#### [Data lines]
>>>
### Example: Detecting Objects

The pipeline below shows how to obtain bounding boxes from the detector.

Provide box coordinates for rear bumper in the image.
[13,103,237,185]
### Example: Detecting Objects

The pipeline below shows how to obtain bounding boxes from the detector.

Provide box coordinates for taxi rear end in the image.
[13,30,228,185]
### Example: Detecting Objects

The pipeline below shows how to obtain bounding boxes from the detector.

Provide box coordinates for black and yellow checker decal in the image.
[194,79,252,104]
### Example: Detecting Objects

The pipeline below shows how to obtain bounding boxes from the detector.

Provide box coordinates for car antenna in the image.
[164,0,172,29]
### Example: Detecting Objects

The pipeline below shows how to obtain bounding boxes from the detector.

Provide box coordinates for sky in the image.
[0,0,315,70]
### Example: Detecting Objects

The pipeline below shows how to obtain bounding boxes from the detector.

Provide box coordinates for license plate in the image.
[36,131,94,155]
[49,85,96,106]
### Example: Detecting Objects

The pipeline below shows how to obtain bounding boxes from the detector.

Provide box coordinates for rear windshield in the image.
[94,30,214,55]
<<<
>>>
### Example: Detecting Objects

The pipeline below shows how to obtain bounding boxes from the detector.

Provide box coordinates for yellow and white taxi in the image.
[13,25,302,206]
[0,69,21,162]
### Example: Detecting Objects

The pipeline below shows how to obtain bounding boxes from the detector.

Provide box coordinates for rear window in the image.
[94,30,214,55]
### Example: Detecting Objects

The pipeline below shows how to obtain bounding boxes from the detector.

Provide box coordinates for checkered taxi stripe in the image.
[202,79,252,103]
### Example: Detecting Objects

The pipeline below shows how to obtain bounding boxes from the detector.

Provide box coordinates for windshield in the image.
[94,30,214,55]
<<<
#### [Stated task]
Collect every line in the records above that contains the string "windshield" and copy each one out. Matches must have the same uppercase and lowercase letters.

#### [Finished answer]
Provide box coordinates for rear windshield in the image.
Provide box coordinates for windshield in the image.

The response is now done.